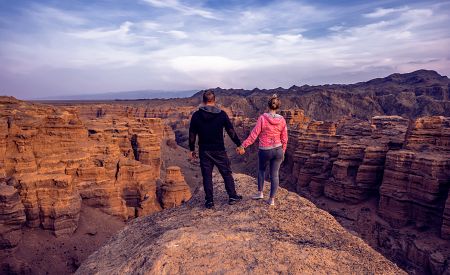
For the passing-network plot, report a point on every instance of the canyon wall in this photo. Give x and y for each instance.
(389, 178)
(51, 161)
(294, 237)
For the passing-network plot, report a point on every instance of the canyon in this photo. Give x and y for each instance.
(249, 238)
(375, 155)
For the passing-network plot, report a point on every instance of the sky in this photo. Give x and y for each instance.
(74, 47)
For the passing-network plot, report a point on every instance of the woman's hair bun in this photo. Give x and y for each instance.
(274, 102)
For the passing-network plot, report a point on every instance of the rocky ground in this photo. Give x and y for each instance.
(293, 237)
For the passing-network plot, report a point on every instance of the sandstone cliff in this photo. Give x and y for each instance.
(51, 160)
(293, 237)
(389, 178)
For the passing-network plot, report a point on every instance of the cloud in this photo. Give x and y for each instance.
(277, 44)
(382, 12)
(176, 5)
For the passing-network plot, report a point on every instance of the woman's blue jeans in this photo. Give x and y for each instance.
(273, 157)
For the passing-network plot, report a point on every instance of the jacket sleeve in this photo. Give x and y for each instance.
(284, 137)
(230, 131)
(254, 134)
(192, 133)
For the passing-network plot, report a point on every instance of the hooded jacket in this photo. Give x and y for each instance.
(208, 123)
(271, 130)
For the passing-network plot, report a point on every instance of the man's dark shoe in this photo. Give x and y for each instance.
(234, 200)
(209, 204)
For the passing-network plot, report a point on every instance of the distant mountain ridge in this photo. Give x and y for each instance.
(411, 95)
(128, 95)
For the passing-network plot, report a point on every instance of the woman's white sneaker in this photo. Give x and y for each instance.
(258, 196)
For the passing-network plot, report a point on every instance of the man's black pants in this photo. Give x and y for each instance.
(220, 159)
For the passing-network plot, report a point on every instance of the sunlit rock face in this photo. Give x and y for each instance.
(402, 164)
(175, 190)
(309, 240)
(54, 161)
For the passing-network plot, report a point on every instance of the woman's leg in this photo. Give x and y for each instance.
(262, 164)
(275, 164)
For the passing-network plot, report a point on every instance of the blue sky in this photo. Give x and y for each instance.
(50, 47)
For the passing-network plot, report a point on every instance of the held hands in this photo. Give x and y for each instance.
(240, 150)
(192, 155)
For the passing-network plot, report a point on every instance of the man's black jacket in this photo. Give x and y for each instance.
(208, 123)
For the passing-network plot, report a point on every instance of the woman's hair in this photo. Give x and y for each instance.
(274, 102)
(209, 96)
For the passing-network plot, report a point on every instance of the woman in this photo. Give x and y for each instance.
(272, 132)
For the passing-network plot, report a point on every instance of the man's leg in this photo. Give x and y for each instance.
(223, 164)
(206, 166)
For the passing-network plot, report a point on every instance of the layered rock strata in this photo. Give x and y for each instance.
(402, 164)
(235, 239)
(55, 160)
(174, 190)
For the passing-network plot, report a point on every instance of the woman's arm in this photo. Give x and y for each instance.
(254, 134)
(284, 137)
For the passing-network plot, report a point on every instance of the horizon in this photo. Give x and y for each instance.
(52, 49)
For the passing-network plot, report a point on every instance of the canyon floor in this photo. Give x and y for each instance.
(293, 237)
(40, 252)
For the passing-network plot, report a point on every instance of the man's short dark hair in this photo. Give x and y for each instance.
(209, 96)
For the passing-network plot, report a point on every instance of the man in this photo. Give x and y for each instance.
(208, 123)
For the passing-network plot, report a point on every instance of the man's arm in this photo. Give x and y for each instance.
(192, 133)
(230, 131)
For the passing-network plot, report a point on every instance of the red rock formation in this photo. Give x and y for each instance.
(175, 190)
(445, 230)
(296, 118)
(12, 216)
(57, 160)
(405, 164)
(342, 185)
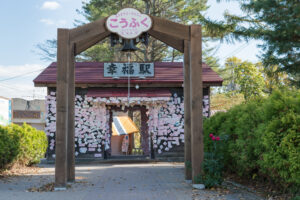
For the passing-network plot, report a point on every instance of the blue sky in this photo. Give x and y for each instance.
(27, 23)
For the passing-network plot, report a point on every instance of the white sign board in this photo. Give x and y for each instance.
(128, 69)
(5, 111)
(128, 23)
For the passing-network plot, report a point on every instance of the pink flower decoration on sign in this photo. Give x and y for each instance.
(128, 23)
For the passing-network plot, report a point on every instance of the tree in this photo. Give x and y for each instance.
(276, 22)
(242, 77)
(181, 11)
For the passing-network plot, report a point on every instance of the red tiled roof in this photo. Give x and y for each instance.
(92, 73)
(123, 92)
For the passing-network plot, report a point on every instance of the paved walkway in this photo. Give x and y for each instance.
(116, 182)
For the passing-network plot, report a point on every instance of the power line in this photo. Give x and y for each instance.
(21, 75)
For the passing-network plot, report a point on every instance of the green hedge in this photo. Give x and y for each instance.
(21, 144)
(263, 138)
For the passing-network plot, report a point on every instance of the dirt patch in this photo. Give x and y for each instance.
(20, 170)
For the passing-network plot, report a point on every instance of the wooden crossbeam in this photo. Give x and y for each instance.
(88, 31)
(85, 44)
(169, 40)
(170, 28)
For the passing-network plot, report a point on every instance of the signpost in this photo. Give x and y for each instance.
(128, 23)
(5, 111)
(125, 69)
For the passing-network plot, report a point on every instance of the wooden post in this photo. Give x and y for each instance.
(187, 113)
(196, 100)
(62, 109)
(71, 115)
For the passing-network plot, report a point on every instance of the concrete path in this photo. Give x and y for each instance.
(163, 181)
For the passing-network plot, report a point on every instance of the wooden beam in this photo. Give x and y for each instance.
(71, 115)
(85, 44)
(196, 101)
(63, 40)
(187, 113)
(169, 40)
(168, 27)
(88, 31)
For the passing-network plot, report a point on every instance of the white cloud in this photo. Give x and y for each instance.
(51, 22)
(20, 81)
(47, 21)
(50, 5)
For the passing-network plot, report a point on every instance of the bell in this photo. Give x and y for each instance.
(129, 45)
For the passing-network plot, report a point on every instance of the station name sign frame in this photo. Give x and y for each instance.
(118, 70)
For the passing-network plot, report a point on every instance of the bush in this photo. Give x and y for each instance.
(26, 145)
(213, 163)
(263, 138)
(9, 147)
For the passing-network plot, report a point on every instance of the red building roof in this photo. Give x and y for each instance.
(92, 74)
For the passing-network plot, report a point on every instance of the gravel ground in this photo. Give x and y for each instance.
(116, 182)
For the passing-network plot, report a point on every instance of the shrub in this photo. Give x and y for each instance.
(281, 139)
(9, 147)
(27, 145)
(263, 138)
(212, 164)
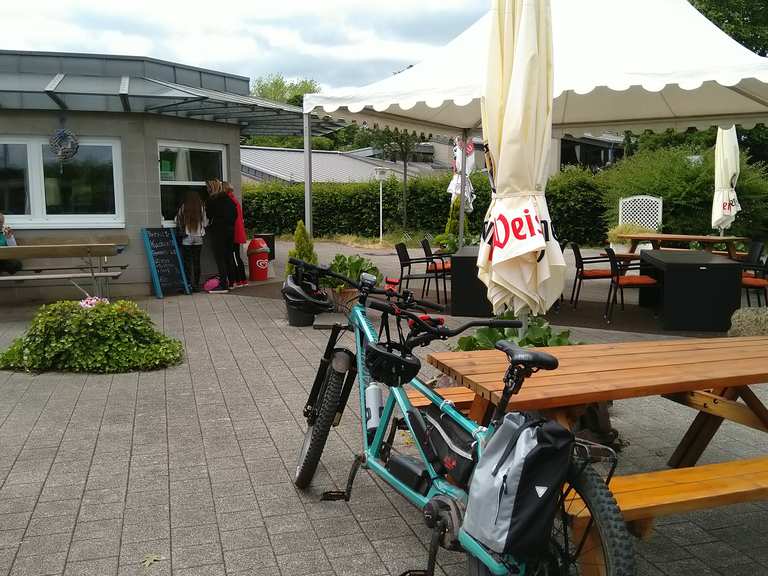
-------
■ **Given task**: Filter the records down to the lines that contain the word "jacket", and copy each of those lines in full.

■ **Worked answer**:
For the passing-network plot, report a point on every instance of the jacket sleeve in this photo. Give x and y for each instance.
For the passing-network plot, report a point on every instance of the hooded jacket in this photo. Give x and y for each instance.
For the passing-network plot, report a point on every instance of the man's black jacket in this photo. Give x and y for each instance.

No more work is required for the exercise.